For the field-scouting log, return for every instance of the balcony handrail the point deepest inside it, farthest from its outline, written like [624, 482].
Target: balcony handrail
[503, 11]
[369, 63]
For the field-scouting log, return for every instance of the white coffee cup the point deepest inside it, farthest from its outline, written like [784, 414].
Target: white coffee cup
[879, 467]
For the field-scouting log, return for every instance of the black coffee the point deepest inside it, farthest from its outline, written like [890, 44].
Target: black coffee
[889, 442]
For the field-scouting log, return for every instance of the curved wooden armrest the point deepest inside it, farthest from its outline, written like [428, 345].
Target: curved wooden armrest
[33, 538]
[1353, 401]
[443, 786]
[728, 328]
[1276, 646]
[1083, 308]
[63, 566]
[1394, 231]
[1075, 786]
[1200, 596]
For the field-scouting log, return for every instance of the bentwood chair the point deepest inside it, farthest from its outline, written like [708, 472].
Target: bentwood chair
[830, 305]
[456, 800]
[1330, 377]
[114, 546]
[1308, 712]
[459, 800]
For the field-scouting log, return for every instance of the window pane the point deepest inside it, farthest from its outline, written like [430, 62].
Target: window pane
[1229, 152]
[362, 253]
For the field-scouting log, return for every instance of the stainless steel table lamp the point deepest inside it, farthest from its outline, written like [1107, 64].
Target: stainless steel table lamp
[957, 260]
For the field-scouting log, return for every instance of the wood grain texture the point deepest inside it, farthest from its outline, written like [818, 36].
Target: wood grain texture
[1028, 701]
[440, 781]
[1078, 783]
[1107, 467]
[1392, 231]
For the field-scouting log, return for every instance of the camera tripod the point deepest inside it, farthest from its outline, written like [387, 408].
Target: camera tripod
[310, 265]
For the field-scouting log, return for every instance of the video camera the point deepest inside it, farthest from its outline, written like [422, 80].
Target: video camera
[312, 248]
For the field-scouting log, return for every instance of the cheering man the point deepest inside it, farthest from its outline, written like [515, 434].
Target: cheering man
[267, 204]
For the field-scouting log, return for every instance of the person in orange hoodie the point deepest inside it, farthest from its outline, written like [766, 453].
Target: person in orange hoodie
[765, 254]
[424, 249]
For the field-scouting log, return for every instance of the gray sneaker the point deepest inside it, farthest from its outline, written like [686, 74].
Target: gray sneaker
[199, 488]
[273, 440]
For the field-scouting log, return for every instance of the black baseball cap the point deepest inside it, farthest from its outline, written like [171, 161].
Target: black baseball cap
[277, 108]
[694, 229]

————————

## [Instructions to follow]
Extract all of the data exactly as written.

## [Solution]
For the field-scouting log, return for every instance of the balcony handrail the point deepest inside it, farthest from its outline, written like [624, 482].
Target: balcony handrail
[503, 11]
[369, 63]
For the field-scouting log, return for every instance of the white coffee cup the point deepest inside it, farthest from its outline, written like [784, 414].
Target: white coffee cup
[879, 467]
For the field-scouting log, return for every instance of the black coffee the point deepest inside it, farthest from its outline, written like [890, 44].
Target: black coffee
[889, 442]
For the field-scouting log, return for every instance of the curved wooden armrest the point deepest inside it, farthest from its outline, written like [428, 345].
Target: curved wooden armrest
[33, 538]
[1353, 401]
[443, 786]
[728, 328]
[1276, 646]
[1083, 308]
[63, 566]
[1394, 231]
[1075, 786]
[1200, 596]
For the field-scouting log, return for every instance of the bentwood chair the point deepest inside it, farthest from its outline, written like [708, 472].
Target: bentwood chair
[830, 305]
[456, 800]
[1330, 377]
[114, 546]
[1308, 712]
[459, 800]
For the field-scouting log, return for every instance of the window pane the point deepest inside it, farthest from its outline, written like [430, 62].
Target: window pane
[1229, 152]
[362, 253]
For the field-scouting log, return for every instance of the stainless steel table lamp the point deepest inside it, farthest from its outline, written like [1107, 64].
Target: stainless steel table lamp
[957, 260]
For the field-scouting log, return for every instance of the wood grain texture the point deepest inside it, farthest from its outline, written like [818, 36].
Target: wood grain texture
[1028, 701]
[440, 781]
[1078, 783]
[1107, 467]
[1392, 231]
For the field-scouting log, return for every instance of the camera tripod the point deepest inside it, farthest from its outline, written like [387, 408].
Target: camera tripod
[310, 265]
For the field-scouting log, return for every instance of the video camera the point deepest inside it, farthest from its outline, written like [422, 80].
Target: video camera
[312, 248]
For the field-scouting log, return for every instance of the cheering man the point deepest inside it, farthest from its outline, written like [515, 434].
Target: cheering man
[267, 204]
For the field-scouting log, return for every instance of the person in orange hoodie the point deepest inside it, farthest from its outline, written like [766, 453].
Target: person in orange hoodie
[765, 254]
[424, 249]
For the field-scouting log, return for every instance of the gray sneaker the point deepest inside it, farthest from its outline, written like [686, 74].
Target: gray sneaker
[199, 488]
[273, 440]
For the field-scouting log, return for every instance of the black baseball cap the point deepest inside it, farthest from its outline, written like [171, 161].
Target: black baseball cap
[277, 108]
[694, 229]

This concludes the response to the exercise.